::: Extrait du document

Depuis qu’elle est arrivée au Liban en 2012 avec son mari et leurs quatre enfants, elle a perdu 14 de ses proches dans sa ville natale. Treize d’entre eux, dont deux de ses sœurs et leurs enfants, ont été tués par la violence horrible du conflit. Sa mère est décédée « de désespoir », explique-t-elle. Sa sœur Samar est la seule qui vit encore dans la ville.
L’expérience traumatisante d’Alaa souligne le lourd tribut humain du conflit en Syrie dont la brutalité fait rage depuis six ans maintenant. Elle montre également combien l’horreur que subit actuellement la population d'Alep a des répercussions bien au-delà de la ville elle-même et qui touchent même ceux qui ont trouvé une sécurité relative dans l’exil.
Samar, la sœur d’Alaa, lui explique que la route pour se rendre du district de Seif Al Dawleh où elle vit dans l’est d’Alep et qui est entre les mains des rebelles, jusqu’à Salaheddine, où elle habitait avant la guerre, est trop dangereuse et peut prendre jusqu’à 10 heures, alors qu’en temps normal le trajet prend cinq minutes. Et il est encore plus difficile de se rendre à Damas.

::::::
::: Données disponibles

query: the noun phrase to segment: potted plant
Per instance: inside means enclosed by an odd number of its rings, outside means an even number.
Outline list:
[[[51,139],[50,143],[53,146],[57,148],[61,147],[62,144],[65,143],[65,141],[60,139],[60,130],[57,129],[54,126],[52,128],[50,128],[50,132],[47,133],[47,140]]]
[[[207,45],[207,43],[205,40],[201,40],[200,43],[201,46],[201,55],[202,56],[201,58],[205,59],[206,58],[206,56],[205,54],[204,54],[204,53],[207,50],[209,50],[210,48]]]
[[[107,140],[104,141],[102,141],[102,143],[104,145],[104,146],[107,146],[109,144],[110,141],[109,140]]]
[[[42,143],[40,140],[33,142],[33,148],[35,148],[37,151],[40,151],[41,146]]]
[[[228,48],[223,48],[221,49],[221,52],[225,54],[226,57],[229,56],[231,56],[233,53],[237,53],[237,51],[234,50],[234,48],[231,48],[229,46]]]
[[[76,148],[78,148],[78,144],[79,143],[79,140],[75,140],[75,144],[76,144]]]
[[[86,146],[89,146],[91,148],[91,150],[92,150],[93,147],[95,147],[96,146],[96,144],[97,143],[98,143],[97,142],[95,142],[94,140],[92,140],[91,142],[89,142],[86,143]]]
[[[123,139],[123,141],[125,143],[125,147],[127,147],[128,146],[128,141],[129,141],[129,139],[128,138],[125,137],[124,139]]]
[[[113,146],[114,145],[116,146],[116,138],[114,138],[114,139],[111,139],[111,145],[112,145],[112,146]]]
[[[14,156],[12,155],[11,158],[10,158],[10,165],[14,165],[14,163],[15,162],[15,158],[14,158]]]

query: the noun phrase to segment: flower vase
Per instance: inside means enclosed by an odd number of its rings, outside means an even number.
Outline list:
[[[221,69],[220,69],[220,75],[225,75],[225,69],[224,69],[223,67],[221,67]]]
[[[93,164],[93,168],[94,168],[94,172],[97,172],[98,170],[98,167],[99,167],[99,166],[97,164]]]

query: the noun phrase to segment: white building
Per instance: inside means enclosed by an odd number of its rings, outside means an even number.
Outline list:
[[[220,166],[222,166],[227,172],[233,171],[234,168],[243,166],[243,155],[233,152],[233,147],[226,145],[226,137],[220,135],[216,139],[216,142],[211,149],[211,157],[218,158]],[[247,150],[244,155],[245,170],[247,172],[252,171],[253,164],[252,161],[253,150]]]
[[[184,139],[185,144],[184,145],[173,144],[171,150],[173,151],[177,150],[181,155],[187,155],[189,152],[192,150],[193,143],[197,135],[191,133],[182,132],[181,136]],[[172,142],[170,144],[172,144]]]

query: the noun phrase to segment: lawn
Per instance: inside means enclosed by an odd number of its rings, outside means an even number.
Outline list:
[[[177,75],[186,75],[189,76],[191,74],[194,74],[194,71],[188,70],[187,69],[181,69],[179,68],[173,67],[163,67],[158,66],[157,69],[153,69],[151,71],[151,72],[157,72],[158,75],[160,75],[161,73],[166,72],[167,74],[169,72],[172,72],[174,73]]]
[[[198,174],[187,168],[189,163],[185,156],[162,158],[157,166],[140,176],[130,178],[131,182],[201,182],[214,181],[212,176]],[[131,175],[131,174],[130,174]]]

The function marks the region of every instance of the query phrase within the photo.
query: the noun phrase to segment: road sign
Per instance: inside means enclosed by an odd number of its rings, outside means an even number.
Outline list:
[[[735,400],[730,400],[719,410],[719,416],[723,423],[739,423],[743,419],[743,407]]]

::::::

**Consigne**
Recopiez à l’identique le passage de l’extrait du document consacré à Alaa et à ses proches, de « Depuis qu’elle est » à « dans la ville. ».

**Résultat obtenu**
Depuis qu’elle est arrivée au Liban en 2012 avec son mari et leurs quatre enfants, elle a perdu 14 de ses proches dans sa ville natale. Treize d’entre eux, dont deux de ses sœurs et leurs enfants, ont été tués par la violence horrible du conflit. Sa mère est décédée « de désespoir », explique-t-elle. Sa sœur Samar est la seule qui vit encore dans la ville.